[Location labeling records]

>> begin

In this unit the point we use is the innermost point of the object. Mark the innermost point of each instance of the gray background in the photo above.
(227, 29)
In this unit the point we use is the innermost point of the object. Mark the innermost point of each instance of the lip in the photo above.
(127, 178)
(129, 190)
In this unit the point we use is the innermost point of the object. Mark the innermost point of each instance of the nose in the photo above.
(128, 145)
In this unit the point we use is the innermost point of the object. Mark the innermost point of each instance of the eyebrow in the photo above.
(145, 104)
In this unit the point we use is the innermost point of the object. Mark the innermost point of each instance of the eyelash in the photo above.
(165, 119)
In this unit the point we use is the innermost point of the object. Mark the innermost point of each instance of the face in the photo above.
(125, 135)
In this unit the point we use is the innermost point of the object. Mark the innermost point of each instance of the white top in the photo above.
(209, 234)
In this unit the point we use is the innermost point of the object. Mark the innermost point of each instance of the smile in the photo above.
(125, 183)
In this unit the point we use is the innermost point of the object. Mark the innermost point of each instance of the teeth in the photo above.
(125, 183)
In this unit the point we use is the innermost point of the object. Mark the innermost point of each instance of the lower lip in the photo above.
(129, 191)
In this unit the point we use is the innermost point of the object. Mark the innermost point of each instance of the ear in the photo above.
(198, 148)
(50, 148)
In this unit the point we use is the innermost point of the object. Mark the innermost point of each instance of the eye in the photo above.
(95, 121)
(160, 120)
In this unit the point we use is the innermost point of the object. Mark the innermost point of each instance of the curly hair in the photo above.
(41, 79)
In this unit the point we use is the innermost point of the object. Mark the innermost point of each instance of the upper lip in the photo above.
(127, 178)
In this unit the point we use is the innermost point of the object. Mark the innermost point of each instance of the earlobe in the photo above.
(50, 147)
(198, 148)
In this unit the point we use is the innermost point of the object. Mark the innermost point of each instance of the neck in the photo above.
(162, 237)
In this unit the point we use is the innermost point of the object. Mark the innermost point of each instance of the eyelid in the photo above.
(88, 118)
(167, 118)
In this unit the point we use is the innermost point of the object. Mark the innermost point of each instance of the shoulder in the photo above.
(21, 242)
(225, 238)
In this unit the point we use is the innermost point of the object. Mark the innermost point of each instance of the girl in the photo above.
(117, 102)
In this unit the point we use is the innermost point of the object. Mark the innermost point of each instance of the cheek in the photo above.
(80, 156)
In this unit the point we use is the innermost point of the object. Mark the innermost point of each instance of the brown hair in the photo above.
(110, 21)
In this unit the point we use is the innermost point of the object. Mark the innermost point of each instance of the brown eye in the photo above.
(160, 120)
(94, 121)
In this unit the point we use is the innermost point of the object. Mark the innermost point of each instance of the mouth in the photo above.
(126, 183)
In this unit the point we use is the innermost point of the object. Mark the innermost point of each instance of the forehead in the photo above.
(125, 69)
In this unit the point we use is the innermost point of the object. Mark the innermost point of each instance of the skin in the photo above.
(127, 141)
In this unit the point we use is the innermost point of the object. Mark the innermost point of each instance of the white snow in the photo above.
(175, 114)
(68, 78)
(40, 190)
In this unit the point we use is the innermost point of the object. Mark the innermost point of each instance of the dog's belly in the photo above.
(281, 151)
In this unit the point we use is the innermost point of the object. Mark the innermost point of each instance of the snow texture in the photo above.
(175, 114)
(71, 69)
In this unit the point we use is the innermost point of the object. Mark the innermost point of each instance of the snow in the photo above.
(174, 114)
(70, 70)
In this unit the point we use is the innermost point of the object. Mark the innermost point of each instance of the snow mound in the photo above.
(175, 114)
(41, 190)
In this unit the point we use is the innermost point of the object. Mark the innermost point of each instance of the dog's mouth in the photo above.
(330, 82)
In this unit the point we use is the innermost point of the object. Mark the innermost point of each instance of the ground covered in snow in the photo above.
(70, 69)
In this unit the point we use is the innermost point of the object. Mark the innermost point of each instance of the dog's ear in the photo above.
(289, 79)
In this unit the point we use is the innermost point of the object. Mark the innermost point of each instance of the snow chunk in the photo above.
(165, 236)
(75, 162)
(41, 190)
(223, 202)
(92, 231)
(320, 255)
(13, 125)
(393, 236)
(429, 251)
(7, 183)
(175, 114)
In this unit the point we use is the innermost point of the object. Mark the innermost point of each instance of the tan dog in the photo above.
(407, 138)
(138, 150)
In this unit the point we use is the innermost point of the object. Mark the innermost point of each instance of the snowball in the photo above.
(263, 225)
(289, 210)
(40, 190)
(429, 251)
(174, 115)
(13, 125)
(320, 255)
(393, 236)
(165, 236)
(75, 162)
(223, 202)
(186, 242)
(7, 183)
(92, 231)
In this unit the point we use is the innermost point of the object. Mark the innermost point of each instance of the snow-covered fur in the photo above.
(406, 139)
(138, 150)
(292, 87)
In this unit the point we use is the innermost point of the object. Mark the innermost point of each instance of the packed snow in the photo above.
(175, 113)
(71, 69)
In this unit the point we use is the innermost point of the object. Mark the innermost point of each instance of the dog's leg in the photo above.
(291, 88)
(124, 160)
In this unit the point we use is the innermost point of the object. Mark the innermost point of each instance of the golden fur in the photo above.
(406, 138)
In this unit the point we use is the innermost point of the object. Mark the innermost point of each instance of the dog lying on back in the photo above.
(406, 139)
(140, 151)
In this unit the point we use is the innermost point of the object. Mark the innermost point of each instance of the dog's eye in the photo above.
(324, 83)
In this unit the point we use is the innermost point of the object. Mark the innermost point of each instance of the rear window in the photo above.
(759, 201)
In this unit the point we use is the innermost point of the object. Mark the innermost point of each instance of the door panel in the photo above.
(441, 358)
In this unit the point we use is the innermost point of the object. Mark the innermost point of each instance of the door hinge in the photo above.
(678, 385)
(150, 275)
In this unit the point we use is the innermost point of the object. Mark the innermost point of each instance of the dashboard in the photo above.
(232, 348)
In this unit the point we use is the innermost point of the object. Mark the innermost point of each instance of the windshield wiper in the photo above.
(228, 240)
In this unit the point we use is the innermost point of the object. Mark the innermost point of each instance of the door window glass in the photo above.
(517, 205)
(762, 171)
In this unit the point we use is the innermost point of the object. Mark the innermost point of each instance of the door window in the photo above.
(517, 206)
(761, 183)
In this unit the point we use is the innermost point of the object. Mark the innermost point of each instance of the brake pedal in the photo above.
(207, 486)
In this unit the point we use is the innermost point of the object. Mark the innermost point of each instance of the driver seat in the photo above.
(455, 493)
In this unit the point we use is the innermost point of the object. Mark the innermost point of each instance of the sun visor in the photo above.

>> end

Write out every entry again, keeping each line exactly the same.

Solution to this problem.
In this unit the point we use is the innermost point of the object. Mark the innermost point of each instance of the gray background in the photo above.
(227, 29)
In this unit the point we use is the innermost point of the object. Mark the innermost point of each instance of the lip in the photo above.
(127, 178)
(129, 190)
In this unit the point we use is the innermost point of the object. Mark the innermost point of each instance of the nose in the photo above.
(128, 145)
In this unit the point we use is the innermost point of the object. Mark the innermost point of each instance of the eyebrow in the photo above.
(145, 104)
In this unit the point we use is the innermost point of the object. Mark the innermost point of each instance of the eyelash in the photo above.
(165, 119)
In this unit the point we use is the innermost point of the object. Mark the innermost point of each instance of the face in the photo above.
(125, 135)
In this unit the point we use is the innermost point of the object. Mark the innermost point of each instance of the white top in the photo above.
(209, 234)
In this unit the point we use is the innermost point of the object. Mark the innermost point of each instance of the smile in the photo above.
(125, 183)
In this unit the point we use is the innermost point of the object. Mark the innermost point of each instance of the teeth in the photo above.
(125, 183)
In this unit the point we use is the innermost point of the object. Mark the innermost point of each instance of the lower lip in the photo above.
(129, 191)
In this unit the point we use is the innermost point of the object. Mark the innermost point of each instance of the ear in the photo above.
(198, 148)
(50, 148)
In this unit the point we use is the innermost point of the object. Mark the innermost point of each instance of the eye in the photo above.
(95, 121)
(160, 120)
In this unit the point we use is the innermost point of the object. Mark the innermost point of each instance of the curly hair in the photo above.
(41, 79)
In this unit the point we use is the innermost point of the object. Mark the innermost point of each instance of the upper lip in the photo above.
(127, 178)
In this unit the point we use is the innermost point of the object. Mark the innermost point of each instance of the earlobe in the photo above.
(50, 147)
(198, 148)
In this unit the point we use is the innermost point of the object. Mark the innermost point of each instance of the neck in the photo above.
(162, 237)
In this unit the point we use is the innermost point of the object. Mark the innermost point of each instance of the eyelid in the photo above.
(88, 118)
(167, 118)
In this unit the point we use is the innermost point of the object. Mark the innermost point of each instance of the shoulder in the photo above.
(21, 242)
(225, 238)
In this unit the point we use is the innermost point of the object. Mark the innermost point of each instance of the girl in the photo above.
(117, 102)
In this unit the point we use is the innermost point of the object. Mark the innermost point of each instance of the cheek in the photo above.
(80, 156)
In this unit the point we use is the innermost point of the object. Mark the innermost point of each instance of the brown hair in the photo above.
(110, 21)
In this unit the point we use is the innermost point of the object. Mark the innermost point of each instance of the brown eye in the photo above.
(160, 120)
(94, 121)
In this unit the point we use is the innermost point of the object. Mark the innermost point of each instance of the mouth in the photo above.
(126, 183)
In this unit the point we use is the innermost point of the object. Mark the innermost point of each instance of the forehead in the photo above.
(125, 69)
In this unit the point we use is the innermost point of the object. Mark the innermost point of each instance of the skin in the photo above.
(127, 141)
In this unit the point we use is the innermost point of the object. Mark the innermost point of each instance of the white snow in the photo above.
(175, 114)
(68, 78)
(40, 190)
In this unit the point we use is the innermost point of the object. Mark the innermost point of each instance of the dog's belly in the photo above.
(281, 151)
In this unit the point we use is the innermost point of the object. Mark the innermost point of each instance of the snow texture in the photo above.
(175, 114)
(71, 69)
In this unit the point we use is the innermost point of the object. Mark the innermost point of each instance of the snow in the photo above.
(174, 114)
(70, 70)
In this unit the point we use is the innermost point of the object. Mark the innermost point of each instance of the snow mound in the photo above.
(175, 114)
(41, 190)
In this unit the point we use is the innermost point of the object. Mark the innermost point of each instance of the dog's mouth in the photo above.
(330, 82)
In this unit the point we use is the innermost point of the object. Mark the innermost point of each instance of the ground covered in snow in the photo above.
(70, 69)
In this unit the point we use is the innermost point of the object. Mark the innermost point of each instance of the dog's ear in the photo above.
(289, 79)
In this unit the point we use is the innermost point of the object. Mark the innermost point of each instance of the snow chunk in the photo above.
(165, 236)
(75, 162)
(41, 190)
(223, 202)
(92, 231)
(320, 255)
(13, 125)
(393, 236)
(429, 251)
(7, 183)
(175, 114)
In this unit the point we use is the innermost point of the object. Mark the innermost point of each instance of the tan dog in the photo above.
(407, 138)
(138, 150)
In this unit the point we use is the innermost point of the object. Mark the innermost point of each instance of the snowball in the photo above.
(263, 225)
(289, 210)
(40, 190)
(429, 251)
(174, 115)
(13, 125)
(320, 255)
(393, 236)
(165, 236)
(75, 162)
(223, 202)
(186, 242)
(7, 183)
(92, 231)
In this unit the point we use is the innermost point of the object. Mark the innermost point of each instance of the snow-covered fur in the photo above.
(406, 139)
(138, 150)
(292, 87)
In this unit the point we use is the innermost point of the object. Mark the innermost point of each instance of the packed snow in the photo above.
(175, 113)
(71, 69)
In this unit the point we use is the innermost point of the object. Mark the innermost point of each instance of the dog's leg in the photo above.
(291, 88)
(124, 160)
In this unit the point we use is the innermost point of the object. Mark the innermost point of each instance of the golden fur in the photo above.
(406, 138)
In this unit the point we use is the innermost point of the object. Mark the innermost point of each instance of the dog lying on back in the photo above.
(406, 139)
(140, 151)
In this unit the point we use is the innermost point of the object. Mark the innermost point of each instance of the dog's eye in the photo above.
(324, 83)
In this unit the point we use is the innermost point of the object. Mark the innermost point of each instance of the rear window in the photo above.
(759, 201)
In this unit the point we use is the innermost point of the object. Mark the innermost point of each instance of the door panel in the photo above.
(441, 358)
In this unit the point we use is the innermost point of the object. Mark the innermost point of each instance of the door hinge in the photo above.
(678, 385)
(150, 275)
In this unit the point we use is the innermost point of the object. Mark the innermost point of each instance of the dashboard in the photo above.
(232, 348)
In this unit the point we use is the innermost point of the object. Mark the innermost point of each instance of the windshield wiper in the photo above.
(228, 240)
In this unit the point we use is the innermost point of the object. Mark the innermost point of each instance of the door window glass in the photo above.
(517, 205)
(762, 171)
In this unit the point we use is the innermost point of the object. Mark the innermost point of each instance of the door window in the photo above.
(517, 206)
(761, 183)
In this unit the point we use is the innermost point of the object. Mark the innermost point of each instance of the brake pedal in the photo above.
(207, 486)
In this unit the point we use is the innermost point of the object. Mark the innermost point of each instance of the driver seat in the photo above.
(455, 493)
In this unit the point we use is the innermost point of the object. Mark the innermost point of each instance of the sun visor in the photo above.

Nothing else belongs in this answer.